- **YOUR INSTRUCTIONS**
Find each line below where the word "above" occurs, and copy it.

- **TASK DATA**
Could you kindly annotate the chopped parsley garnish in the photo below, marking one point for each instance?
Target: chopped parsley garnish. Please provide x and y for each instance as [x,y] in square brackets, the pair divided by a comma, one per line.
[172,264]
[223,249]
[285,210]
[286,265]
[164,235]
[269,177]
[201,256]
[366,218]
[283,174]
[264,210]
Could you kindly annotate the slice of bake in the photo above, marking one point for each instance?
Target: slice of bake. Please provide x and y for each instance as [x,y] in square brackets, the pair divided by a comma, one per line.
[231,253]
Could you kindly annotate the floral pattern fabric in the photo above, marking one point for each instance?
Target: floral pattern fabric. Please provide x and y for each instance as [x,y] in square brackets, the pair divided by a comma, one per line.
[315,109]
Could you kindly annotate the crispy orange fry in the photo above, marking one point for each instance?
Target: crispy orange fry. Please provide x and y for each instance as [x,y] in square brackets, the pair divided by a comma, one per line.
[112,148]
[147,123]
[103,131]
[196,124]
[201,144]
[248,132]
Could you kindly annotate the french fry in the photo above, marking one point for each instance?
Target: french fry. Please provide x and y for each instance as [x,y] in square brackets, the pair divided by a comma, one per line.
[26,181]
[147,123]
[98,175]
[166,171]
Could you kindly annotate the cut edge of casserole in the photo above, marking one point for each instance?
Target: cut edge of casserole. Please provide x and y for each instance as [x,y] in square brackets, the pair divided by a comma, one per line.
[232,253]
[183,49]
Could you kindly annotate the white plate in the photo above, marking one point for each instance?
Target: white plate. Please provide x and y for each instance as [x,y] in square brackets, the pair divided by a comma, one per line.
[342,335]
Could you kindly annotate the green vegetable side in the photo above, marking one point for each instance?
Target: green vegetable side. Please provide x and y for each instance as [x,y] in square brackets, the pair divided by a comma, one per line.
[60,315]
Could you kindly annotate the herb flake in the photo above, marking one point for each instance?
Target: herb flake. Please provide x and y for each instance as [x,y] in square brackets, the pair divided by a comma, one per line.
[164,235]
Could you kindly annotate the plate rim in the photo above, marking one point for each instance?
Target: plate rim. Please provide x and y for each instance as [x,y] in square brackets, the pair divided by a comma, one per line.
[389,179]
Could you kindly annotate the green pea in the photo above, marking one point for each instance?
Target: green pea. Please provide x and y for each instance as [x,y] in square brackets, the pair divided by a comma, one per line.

- **WRITTEN REPLY**
Could you kindly annotate the slice of bake in the photo above, marking one point for each instance?
Could you kindly annotate the floral pattern fabric in the photo above, marking one point for each instance?
Could you kindly annotate the crispy orange fry in the photo above, marking one point for each instance?
Could you kindly annotate the french fry in the photo above, marking one point for each instance?
Could you kindly annotate the cut edge of casserole in the photo above, marking one point for each instance?
Could you kindly annotate the white plate in the photo above, marking one point for each instance?
Could you kindly annotate the green vegetable side in the photo above, marking one point for each instance?
Could you kindly annotate the herb flake in the photo above, marking one point for each instance?
Could you kindly annotate the plate rim in the photo above, marking one point for each instance?
Could you kindly annotate the green pea in the photo above, marking one point for each instance?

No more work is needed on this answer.